## WHAT YOU HAVE TO DO:
Find every line in the records below that holds the word "rough", and copy each one.

## DATA FOR REVIEW:
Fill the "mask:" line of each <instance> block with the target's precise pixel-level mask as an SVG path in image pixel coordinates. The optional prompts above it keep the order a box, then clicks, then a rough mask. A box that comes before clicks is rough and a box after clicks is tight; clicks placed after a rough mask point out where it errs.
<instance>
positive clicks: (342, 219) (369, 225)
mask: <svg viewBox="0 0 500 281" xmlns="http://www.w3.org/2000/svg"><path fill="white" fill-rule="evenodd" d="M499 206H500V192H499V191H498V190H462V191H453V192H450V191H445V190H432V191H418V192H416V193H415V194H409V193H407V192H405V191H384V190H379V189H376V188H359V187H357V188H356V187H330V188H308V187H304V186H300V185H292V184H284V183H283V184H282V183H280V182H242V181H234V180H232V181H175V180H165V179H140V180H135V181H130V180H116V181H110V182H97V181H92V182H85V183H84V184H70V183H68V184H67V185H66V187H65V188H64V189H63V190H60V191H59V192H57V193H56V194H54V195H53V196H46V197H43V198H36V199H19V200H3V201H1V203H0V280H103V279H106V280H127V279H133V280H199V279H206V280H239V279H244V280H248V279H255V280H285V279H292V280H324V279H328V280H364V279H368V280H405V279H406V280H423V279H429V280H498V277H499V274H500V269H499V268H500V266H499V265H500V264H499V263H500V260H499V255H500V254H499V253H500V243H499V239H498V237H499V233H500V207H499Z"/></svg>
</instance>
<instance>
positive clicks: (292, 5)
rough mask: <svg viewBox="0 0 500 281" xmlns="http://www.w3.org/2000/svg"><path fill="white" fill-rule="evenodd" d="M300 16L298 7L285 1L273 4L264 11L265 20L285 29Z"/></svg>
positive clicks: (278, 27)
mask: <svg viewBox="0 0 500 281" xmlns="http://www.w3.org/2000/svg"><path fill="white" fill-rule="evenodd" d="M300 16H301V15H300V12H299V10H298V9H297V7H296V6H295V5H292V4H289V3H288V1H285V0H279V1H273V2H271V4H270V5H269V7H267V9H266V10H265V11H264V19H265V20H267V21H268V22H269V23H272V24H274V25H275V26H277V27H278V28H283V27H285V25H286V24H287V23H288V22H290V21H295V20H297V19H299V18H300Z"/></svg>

## WRITTEN SOLUTION:
Fill the "mask:" line of each <instance> block with the target's precise pixel-level mask as an SVG path in image pixel coordinates. The optional prompts above it keep the order a box, then clicks, then a rough mask. A box that comes before clicks is rough and a box after clicks is tight; clicks placed after a rough mask point out where it errs.
rough mask: <svg viewBox="0 0 500 281" xmlns="http://www.w3.org/2000/svg"><path fill="white" fill-rule="evenodd" d="M300 16L298 7L285 1L273 4L264 11L265 20L285 29Z"/></svg>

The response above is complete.